### THE TASK
For this listing, report how many lines contain the string "after", using only a number.

### RECORD EXCERPTS

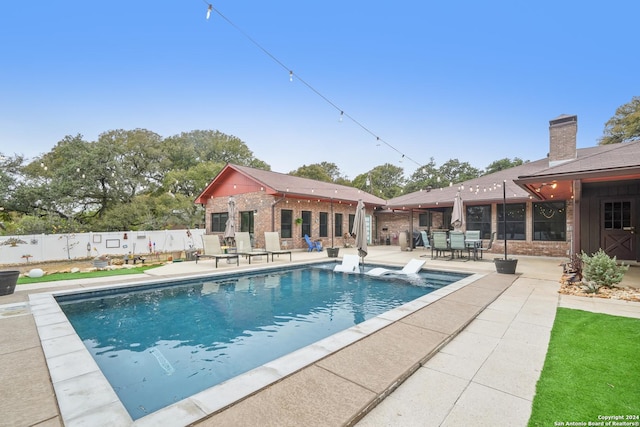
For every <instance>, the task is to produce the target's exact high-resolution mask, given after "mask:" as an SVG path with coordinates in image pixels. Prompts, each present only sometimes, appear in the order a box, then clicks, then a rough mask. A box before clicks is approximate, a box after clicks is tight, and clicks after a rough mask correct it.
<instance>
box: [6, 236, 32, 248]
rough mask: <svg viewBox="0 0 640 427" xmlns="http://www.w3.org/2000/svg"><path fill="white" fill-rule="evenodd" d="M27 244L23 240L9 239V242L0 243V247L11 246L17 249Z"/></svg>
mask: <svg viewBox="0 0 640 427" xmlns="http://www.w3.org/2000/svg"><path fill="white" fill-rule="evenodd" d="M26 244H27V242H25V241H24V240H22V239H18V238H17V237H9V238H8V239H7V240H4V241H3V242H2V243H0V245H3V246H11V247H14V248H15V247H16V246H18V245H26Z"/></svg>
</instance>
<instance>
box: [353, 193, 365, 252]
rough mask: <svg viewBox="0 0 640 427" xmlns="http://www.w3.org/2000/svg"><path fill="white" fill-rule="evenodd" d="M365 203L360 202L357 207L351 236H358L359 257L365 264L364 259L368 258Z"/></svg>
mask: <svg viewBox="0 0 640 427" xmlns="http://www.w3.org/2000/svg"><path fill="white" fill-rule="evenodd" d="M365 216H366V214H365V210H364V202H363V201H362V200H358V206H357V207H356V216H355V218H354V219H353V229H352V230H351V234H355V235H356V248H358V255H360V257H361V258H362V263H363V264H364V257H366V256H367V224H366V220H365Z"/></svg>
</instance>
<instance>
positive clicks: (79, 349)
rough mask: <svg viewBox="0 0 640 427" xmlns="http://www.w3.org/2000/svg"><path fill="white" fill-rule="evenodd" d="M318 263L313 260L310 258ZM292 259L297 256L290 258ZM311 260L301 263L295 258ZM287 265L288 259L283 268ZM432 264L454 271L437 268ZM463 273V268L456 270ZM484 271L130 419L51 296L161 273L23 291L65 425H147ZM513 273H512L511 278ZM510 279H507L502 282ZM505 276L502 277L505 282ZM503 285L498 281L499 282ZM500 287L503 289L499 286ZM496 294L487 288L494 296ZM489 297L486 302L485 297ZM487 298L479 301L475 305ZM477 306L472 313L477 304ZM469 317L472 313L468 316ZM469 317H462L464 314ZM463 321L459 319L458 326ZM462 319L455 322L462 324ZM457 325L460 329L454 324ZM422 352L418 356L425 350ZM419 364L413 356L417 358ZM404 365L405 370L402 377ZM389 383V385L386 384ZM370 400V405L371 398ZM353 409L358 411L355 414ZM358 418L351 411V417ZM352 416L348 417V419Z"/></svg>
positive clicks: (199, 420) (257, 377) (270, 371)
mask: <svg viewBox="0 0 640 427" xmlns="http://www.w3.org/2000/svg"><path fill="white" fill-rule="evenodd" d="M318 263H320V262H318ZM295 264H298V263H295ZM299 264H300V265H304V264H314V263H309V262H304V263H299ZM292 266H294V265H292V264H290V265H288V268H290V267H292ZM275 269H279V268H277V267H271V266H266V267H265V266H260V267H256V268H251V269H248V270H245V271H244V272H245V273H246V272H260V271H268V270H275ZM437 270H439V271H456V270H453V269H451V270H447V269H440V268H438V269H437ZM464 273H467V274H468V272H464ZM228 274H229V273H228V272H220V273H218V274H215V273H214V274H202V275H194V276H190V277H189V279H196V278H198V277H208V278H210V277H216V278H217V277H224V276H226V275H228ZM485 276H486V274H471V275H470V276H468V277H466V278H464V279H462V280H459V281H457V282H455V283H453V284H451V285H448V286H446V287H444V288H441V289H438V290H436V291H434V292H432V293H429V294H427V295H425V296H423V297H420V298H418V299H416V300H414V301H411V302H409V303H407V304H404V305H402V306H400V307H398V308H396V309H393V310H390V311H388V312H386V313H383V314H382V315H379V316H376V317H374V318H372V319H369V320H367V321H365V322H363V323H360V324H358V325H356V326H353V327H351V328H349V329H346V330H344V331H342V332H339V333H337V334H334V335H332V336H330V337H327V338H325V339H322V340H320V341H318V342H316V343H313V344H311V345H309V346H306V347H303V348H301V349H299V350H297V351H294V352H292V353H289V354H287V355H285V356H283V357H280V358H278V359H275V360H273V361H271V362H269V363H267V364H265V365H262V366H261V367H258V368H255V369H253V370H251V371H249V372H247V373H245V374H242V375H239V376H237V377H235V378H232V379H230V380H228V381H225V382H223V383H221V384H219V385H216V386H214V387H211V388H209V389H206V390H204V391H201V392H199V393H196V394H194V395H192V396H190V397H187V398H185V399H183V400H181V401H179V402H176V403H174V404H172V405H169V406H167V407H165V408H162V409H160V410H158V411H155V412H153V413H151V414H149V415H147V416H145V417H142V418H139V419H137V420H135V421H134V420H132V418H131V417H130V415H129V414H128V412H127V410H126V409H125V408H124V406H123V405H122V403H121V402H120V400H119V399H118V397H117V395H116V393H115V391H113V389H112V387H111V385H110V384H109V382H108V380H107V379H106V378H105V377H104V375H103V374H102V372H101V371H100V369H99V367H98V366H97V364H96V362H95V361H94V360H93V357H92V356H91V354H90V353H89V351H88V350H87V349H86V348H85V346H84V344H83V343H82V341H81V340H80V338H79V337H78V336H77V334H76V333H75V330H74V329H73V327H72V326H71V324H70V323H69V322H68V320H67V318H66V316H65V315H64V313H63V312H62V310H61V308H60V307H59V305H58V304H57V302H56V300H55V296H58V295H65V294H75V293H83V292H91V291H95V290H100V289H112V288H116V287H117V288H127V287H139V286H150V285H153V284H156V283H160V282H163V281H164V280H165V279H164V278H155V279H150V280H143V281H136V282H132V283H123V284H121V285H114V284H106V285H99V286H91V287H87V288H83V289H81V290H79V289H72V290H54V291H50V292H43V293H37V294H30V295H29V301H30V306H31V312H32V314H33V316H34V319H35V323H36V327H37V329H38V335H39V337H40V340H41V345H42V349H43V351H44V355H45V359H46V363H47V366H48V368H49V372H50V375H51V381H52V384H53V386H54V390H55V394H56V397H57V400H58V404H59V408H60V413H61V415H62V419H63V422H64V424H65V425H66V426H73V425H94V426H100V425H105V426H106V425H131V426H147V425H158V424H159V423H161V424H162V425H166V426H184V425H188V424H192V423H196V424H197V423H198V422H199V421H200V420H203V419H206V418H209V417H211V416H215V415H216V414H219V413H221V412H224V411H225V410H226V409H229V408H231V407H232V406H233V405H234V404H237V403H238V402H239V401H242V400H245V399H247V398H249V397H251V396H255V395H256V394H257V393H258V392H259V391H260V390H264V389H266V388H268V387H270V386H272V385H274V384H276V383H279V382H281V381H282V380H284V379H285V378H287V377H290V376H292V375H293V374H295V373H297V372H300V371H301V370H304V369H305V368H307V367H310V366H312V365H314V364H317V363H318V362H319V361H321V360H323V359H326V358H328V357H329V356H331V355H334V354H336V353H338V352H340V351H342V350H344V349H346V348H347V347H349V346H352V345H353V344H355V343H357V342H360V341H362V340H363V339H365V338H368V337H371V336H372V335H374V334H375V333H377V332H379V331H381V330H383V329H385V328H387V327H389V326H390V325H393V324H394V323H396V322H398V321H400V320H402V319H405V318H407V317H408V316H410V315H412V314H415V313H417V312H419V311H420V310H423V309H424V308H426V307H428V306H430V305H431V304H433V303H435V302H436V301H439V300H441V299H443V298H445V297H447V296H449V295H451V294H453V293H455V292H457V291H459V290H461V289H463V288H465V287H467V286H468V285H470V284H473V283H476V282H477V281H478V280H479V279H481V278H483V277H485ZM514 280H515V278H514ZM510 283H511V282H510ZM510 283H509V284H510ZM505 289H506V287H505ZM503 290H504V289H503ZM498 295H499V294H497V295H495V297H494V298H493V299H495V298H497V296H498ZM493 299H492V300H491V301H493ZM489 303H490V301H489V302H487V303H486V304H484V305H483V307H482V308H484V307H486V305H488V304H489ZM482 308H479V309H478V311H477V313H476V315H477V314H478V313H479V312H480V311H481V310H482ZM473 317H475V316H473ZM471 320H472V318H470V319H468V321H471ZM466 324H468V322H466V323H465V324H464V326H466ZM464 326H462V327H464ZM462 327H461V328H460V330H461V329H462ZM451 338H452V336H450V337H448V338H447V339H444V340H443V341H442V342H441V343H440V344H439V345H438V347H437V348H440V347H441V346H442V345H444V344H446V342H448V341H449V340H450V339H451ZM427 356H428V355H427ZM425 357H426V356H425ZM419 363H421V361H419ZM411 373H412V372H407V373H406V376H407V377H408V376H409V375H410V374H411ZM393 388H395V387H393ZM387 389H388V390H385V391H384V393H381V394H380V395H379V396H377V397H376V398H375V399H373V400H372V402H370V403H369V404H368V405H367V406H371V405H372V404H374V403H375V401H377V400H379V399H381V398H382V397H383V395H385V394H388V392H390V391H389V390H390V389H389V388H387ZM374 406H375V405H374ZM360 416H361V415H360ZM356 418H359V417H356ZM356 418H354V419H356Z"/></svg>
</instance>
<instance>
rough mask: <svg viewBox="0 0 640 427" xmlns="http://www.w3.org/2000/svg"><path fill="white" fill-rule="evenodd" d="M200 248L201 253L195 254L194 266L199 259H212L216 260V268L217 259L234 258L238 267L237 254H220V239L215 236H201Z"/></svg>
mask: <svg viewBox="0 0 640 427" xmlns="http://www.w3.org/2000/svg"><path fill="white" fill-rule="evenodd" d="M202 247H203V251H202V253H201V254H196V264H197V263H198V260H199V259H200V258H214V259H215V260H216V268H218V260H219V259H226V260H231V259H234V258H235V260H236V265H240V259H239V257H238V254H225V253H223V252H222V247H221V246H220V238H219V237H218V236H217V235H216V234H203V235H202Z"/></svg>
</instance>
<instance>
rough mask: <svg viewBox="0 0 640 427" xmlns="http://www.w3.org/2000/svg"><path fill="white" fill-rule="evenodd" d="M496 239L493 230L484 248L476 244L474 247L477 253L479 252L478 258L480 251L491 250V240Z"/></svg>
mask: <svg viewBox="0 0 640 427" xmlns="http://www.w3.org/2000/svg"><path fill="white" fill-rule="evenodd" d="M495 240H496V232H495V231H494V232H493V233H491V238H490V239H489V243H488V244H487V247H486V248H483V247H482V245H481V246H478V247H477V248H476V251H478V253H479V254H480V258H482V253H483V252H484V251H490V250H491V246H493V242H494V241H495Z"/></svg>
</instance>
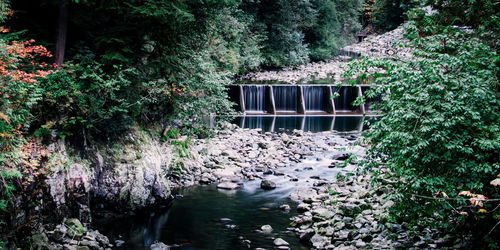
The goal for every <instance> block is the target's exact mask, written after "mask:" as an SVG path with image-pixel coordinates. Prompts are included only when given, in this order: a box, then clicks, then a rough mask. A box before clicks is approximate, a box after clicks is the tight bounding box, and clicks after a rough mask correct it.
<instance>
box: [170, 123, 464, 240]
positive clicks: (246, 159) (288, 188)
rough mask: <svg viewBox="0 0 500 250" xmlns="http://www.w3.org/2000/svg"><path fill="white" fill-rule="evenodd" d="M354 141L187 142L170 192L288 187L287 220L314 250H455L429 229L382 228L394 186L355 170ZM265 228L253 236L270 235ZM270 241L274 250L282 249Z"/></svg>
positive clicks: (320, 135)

### WRITTEN SOLUTION
2